### [REQUIRED ACTION A]
Translate this sentence from the passage about the anti-TTC rally into Spanish: "That group seeks to put a roadblock in the way of TTC-35."
### [REQUIRED ACTION B]
Extend the passage about the anti-TTC rally, starting right after its final sentence.
--- SELECTED PASSAGE Enclosed Below ---
The April 5 rally was well-attended. “It was great; it was several thousand people like last year,” said Hall, whose other group, the San Antonio Toll Party, held a meeting attended by AFP in January, where various plans were announced, including an ongoing effort to encourage anti-TCC, anti-toll candidates to run for public office at all levels.
The “Don’t Mess with Texas TURF, Stop the TTC & Tolls Rally” included various speakers, such as representatives of the Teamsters, Eagle Forum, Texans for Fiscal Responsibility, Oklahoma State Sen. Randy Brogdon (who passed legislation to stop the TTC from coming through his state), and local leaders, including Mae Smith, the mayor of Holland, Texas. She heads the state’s first-ever sub-regional Planning Commission.
That group seeks to put a roadblock in the way of TTC-35. Such local units, organized under state law, can help form a tighter network against the TTC. Rallies are all good and well, but they may or may not convince TTC-backers in the legislature and elsewhere to back down, said Mayor Smith. Therefore, as she told AFP, she formed the East-Central Regional Planning Commission in August of 2007.
On Jan. 31, 2008, Ms. Smith and the mayors of three other nearby cities in Bell County informed officials from the U.S. Environmental Protection Agency that the Texas Transportation Department (TxDOT), in their estimation, is skipping steps in the environmental impact study that is being carried out and includes public hearings across Texas.
AFP attended an early-February public hearing in McAllen, Tex., where local officials and others with a vested interest supported the TTC, but most of the citizens spoke against it or were skeptical. Many of the local officials, such as McAllen Mayor Mike Perez, believe that the TTC would help boost local economies. Smith observed that some major cities (McAllen is a large city on the Mexican border) may see some residual benefits, but the bigger picture is what matters, she said.
--- End of Enclosed SELECTED PASSAGE ---
--- ENTRIES SUPPLIED Enclosed Below ---
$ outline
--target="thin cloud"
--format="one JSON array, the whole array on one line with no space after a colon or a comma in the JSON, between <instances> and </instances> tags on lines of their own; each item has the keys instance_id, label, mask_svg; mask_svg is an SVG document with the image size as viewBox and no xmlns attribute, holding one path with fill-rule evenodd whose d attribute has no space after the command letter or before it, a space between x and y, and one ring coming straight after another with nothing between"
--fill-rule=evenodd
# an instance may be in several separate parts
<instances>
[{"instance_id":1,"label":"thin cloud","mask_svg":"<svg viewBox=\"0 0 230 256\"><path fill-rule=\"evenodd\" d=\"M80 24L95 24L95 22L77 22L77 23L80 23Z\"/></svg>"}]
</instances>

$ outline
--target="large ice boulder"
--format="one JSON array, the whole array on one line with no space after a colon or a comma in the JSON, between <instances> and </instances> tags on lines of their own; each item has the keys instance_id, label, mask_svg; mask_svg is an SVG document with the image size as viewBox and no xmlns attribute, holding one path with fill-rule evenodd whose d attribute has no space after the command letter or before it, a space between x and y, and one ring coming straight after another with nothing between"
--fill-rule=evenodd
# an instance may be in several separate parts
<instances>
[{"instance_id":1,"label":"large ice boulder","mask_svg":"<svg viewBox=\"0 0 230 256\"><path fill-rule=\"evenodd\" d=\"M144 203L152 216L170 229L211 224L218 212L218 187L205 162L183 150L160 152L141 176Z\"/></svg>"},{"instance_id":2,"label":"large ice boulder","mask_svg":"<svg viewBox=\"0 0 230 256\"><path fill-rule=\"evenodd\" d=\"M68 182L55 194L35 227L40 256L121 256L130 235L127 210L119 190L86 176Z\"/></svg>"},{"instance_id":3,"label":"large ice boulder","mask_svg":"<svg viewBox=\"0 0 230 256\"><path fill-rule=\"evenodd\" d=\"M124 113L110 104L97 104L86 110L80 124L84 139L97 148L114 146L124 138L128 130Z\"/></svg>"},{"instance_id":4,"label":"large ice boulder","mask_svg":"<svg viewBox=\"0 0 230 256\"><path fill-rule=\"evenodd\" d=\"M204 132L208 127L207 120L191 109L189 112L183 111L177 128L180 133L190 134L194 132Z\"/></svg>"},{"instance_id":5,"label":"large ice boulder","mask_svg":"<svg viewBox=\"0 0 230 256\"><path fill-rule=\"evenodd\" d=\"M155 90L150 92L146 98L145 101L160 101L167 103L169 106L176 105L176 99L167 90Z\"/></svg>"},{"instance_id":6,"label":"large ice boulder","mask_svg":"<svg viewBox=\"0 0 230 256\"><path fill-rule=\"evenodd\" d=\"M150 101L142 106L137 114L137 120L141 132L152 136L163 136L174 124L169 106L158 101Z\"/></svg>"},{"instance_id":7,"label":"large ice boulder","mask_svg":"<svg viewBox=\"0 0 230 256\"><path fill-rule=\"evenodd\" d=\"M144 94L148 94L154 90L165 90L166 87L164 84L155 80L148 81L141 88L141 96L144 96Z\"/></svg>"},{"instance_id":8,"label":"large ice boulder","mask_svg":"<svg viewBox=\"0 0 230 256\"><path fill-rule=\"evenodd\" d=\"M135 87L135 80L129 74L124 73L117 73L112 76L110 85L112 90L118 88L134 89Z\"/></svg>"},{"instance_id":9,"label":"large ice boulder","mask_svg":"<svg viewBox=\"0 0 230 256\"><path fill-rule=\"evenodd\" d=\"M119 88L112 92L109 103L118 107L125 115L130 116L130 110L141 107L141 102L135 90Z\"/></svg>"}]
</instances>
--- End of Enclosed ENTRIES SUPPLIED ---
### [RESPONSE AREA A]
Ese grupo busca interponer un obstáculo en el camino del TTC-35.

### [RESPONSE AREA B]
Smith—whose regional commission includes Holland businessman Ralph Snyder and a school board member from each town—says it’s vitally important for many more such commissions to form and band together to halt the TTC. But, to be fair, she added that anti-TTC people need to be ready to explain to TxDOT that there are legitimate alternatives, such as expanding existing freeways, that would be genuine infrastructure improvements.
Helping TxDOT re-focus its efforts would steer it away from pushing the TTC, which—if ever shoved into the “heart of Texas”—will usher in an even bigger invasion of Chinese/Asian goods, hauled via truck and rail into the U.S., starting at Mexican seaports and heading north—flooding the U.S. with even more sub-quality, often hazardous products (and onward to Canada).
The implications for consumer and public safety—with these shoddy products hauled in aboard often-substandard Mexican trucks—are enormous, along with the fact that the ongoing implementation of NAFTA that the TTC signals will continue to unravel the already critically ill American economy that needs its thrifty middle class restored if it’s ever to truly prosper.
With people such as Terri Hall, Mae Smith and several others keeping up the pressure, America has a chance. For, as many observers have noted, it is in Texas where the TTC’s funeral must be held. It cannot be allowed to take root there, lest the NAFTA network spread like a cancer across the nation, tearing asunder what little remains of U.S. manufacturing with the infusion of imports made by ultra-cheap labor, against which American goods cannot compete—since U.S. goods are saturated with huge tax and regulatory costs that stifle production and must be passed on to the consumer.